Exercise details: Count the lines in the rows below that contain the string "cloud", and give only that number.

Data supplied:

---

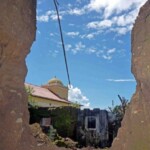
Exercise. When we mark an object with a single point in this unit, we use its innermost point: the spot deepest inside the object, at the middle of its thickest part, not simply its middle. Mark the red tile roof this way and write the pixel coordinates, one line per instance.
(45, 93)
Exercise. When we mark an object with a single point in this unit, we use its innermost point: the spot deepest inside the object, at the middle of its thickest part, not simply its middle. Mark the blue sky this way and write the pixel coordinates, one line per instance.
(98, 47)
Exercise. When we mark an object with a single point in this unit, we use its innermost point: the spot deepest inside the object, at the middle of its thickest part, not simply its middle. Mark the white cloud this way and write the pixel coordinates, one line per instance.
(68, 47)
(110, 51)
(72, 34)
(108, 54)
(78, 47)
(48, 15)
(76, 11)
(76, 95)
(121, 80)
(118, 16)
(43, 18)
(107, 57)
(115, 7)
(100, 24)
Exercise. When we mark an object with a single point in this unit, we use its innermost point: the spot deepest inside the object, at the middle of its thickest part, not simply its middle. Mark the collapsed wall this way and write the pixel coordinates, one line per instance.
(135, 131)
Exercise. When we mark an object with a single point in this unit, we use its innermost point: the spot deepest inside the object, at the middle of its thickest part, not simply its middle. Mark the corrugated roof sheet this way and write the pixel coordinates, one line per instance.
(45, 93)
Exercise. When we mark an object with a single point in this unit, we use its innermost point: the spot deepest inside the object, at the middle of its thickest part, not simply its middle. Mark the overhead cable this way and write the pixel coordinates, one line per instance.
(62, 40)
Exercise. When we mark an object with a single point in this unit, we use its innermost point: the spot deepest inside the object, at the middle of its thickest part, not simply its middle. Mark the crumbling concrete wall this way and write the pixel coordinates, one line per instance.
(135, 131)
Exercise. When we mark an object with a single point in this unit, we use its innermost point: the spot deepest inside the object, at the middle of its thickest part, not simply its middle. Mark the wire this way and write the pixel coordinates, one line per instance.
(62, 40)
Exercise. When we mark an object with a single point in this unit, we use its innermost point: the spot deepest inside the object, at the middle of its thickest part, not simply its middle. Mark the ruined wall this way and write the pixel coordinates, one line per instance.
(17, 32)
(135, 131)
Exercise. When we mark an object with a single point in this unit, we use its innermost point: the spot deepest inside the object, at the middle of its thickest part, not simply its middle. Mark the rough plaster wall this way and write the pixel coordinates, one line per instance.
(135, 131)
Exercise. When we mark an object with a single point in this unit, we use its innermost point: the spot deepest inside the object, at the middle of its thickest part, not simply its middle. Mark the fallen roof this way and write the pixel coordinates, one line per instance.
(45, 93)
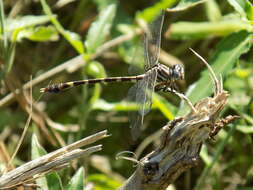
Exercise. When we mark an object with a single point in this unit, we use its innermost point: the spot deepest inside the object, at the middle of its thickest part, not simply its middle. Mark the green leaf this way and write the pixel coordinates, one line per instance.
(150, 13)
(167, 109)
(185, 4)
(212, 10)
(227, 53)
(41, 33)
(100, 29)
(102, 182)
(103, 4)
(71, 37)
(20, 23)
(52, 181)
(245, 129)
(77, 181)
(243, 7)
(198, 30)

---

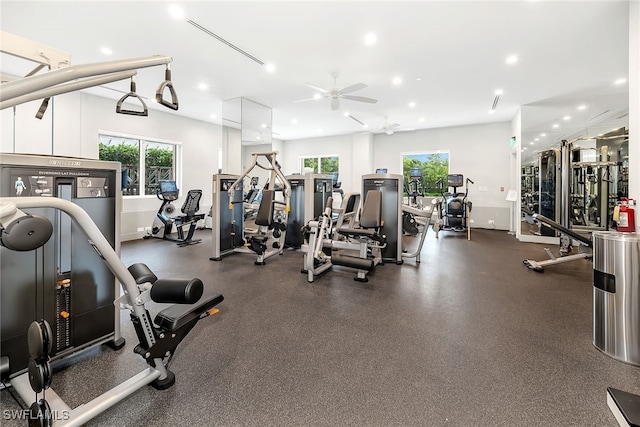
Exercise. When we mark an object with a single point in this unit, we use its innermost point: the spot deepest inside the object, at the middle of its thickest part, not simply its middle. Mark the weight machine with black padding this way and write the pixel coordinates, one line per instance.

---

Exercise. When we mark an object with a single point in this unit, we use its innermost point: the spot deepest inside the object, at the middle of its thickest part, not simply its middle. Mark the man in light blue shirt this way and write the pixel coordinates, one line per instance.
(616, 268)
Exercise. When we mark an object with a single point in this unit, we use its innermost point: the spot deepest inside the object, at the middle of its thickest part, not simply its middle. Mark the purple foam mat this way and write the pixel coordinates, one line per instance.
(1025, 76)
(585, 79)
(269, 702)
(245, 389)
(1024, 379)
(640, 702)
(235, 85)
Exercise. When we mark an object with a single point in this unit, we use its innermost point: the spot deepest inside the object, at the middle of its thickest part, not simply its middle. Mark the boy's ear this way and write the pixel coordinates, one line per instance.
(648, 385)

---

Written response: 1